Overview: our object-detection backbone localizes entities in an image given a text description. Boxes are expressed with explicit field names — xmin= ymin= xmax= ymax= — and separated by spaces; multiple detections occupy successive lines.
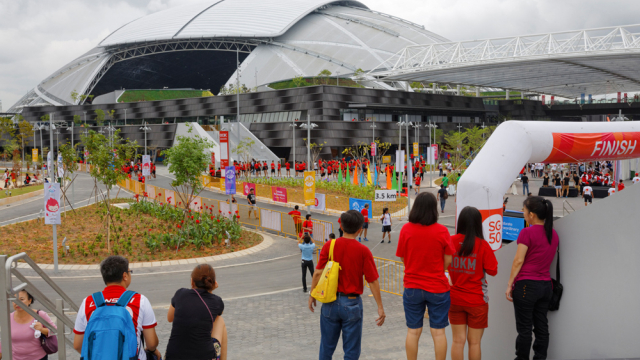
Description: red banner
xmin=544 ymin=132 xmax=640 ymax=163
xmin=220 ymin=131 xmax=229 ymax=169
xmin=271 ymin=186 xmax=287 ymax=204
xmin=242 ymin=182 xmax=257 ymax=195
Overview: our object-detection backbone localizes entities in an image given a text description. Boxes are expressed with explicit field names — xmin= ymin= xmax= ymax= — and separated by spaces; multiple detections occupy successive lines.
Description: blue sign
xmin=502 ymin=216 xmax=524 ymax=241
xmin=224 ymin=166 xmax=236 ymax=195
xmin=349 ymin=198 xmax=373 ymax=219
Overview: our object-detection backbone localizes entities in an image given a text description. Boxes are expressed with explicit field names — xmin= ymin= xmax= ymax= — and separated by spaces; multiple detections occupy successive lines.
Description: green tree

-.-.-

OBJECTIVE: Write each of the lines above as one string in a JSON list, skipping any blank lines, and leave the pictures out.

THE SOLUTION:
[
  "Overview: our object-detection backbone localizes entities in an image given a text description. Boxes are expressed with explicit field names — xmin= ymin= xmax= ymax= — and separated by spaces; multiple detections occupy successive lines.",
  "Description: red banner",
  "xmin=544 ymin=132 xmax=640 ymax=163",
  "xmin=220 ymin=131 xmax=229 ymax=169",
  "xmin=271 ymin=186 xmax=287 ymax=204",
  "xmin=242 ymin=182 xmax=257 ymax=195",
  "Overview: our object-detection backbone localizes entities in an image given a text description. Boxes are expressed with explicit field names — xmin= ymin= xmax= ymax= — and separated by spaces; multiple detections occupy successive lines.",
  "Description: blue sign",
  "xmin=502 ymin=216 xmax=524 ymax=241",
  "xmin=224 ymin=166 xmax=236 ymax=195",
  "xmin=349 ymin=198 xmax=373 ymax=219",
  "Overview: our object-detection backbone localizes entities in an image given a text description. Boxes are expressed with explicit field names — xmin= ymin= xmax= ymax= — and separated by spaces; multiple detections occupy successive lines.",
  "Description: green tree"
]